─── EXCERPTED RECORDS ───
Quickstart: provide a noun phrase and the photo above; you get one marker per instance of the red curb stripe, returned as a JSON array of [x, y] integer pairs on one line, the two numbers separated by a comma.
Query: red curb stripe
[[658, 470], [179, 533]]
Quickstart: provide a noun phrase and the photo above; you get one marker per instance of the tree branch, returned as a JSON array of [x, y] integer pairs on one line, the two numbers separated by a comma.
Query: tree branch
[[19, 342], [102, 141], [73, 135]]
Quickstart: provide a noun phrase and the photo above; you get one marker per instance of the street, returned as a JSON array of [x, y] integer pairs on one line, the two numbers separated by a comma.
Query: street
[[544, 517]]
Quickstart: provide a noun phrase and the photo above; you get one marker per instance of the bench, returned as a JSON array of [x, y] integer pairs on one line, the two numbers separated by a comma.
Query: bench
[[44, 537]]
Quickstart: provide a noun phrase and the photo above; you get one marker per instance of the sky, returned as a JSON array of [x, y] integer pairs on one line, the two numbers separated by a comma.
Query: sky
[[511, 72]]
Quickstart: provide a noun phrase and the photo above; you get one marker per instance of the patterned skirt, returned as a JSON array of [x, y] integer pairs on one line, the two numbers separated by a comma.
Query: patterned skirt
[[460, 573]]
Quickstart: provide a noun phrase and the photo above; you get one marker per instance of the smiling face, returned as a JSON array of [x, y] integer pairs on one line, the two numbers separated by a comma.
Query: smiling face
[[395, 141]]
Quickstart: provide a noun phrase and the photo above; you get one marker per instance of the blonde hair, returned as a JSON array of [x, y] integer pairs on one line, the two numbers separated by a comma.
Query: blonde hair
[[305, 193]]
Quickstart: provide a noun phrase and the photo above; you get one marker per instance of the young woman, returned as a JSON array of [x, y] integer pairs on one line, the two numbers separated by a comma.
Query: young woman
───
- [EXERCISE DETAILS] Find the word "woman" in the records. Copy every line it appears in.

- [PROBLEM SOLUTION]
Quickstart: provide a noun phrase and the photo above; you get one marker per instance of the young woman, returned as a JSON array of [x, y] integer pairs on one line, the two numbers separated by a comma.
Query: young woman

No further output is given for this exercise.